Problem to solve: Using the entries below, quote exactly the span of lines that begins with the line containing "Reviewer note: check that each instance of the hand" and ends with the final line.

^^^^^^^^

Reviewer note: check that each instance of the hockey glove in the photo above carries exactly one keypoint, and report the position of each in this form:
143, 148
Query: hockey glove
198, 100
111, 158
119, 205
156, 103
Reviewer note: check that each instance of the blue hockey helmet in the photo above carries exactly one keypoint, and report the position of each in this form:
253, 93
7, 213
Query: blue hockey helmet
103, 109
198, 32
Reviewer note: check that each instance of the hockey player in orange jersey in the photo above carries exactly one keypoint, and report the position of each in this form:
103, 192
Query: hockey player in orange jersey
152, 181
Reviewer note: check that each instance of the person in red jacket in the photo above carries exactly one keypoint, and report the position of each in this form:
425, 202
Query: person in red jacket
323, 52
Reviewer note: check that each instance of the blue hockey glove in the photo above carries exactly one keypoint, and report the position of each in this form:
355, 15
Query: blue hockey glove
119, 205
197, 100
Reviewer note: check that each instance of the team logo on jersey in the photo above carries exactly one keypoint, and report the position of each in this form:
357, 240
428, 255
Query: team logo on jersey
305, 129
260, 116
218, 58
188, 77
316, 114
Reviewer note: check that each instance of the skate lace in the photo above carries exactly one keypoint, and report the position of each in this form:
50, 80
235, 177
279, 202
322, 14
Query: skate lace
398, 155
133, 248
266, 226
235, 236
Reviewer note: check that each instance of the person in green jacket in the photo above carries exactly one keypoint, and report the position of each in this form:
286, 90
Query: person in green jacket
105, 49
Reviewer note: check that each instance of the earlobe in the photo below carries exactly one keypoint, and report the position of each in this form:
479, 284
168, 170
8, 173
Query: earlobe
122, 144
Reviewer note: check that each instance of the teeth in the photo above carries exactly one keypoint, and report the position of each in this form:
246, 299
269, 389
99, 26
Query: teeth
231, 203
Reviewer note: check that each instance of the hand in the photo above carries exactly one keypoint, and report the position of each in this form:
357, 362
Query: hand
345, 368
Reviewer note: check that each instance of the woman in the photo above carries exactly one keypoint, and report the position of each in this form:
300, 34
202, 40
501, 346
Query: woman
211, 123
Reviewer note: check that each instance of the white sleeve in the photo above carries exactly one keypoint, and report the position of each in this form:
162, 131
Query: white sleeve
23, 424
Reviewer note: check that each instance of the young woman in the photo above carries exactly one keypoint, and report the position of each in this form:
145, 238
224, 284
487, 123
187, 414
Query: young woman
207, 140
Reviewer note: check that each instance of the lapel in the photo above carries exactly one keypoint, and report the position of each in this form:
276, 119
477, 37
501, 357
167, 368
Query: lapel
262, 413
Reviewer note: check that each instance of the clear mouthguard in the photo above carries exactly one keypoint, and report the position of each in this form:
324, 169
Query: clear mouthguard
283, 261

^^^^^^^^

Solution to this task:
Reviewer note: check that each instance of the hand in the photo above carries exactly one keypoint, and report the position of each in this form:
357, 362
Query: hand
345, 368
Reviewer note: check that each instance of the woman in the photo above carries exactly one keypoint, and report the position of each in this form:
300, 34
202, 40
501, 346
Query: woman
211, 123
Reviewer note: check that each instance of the white sleeve in the photo above carries exactly one keypoint, and report the position of each in this form:
162, 131
Query: white sleeve
23, 424
Reviewer note: check that each instance of the young woman in the photo above carries exactly one keypoint, and report the position of each in this form:
145, 238
224, 284
487, 123
187, 414
Query: young woman
207, 140
Reviewer note: check that each instance of the lapel in the photo above carries exactly one keypoint, and report the position of each in this form:
276, 119
477, 37
501, 357
167, 368
Query: lapel
262, 413
Reviewer note: check that each instance of the clear mouthguard in the photo above carries exactly one keypoint, and report the position of each in this form:
324, 169
Query: clear mouthguard
283, 261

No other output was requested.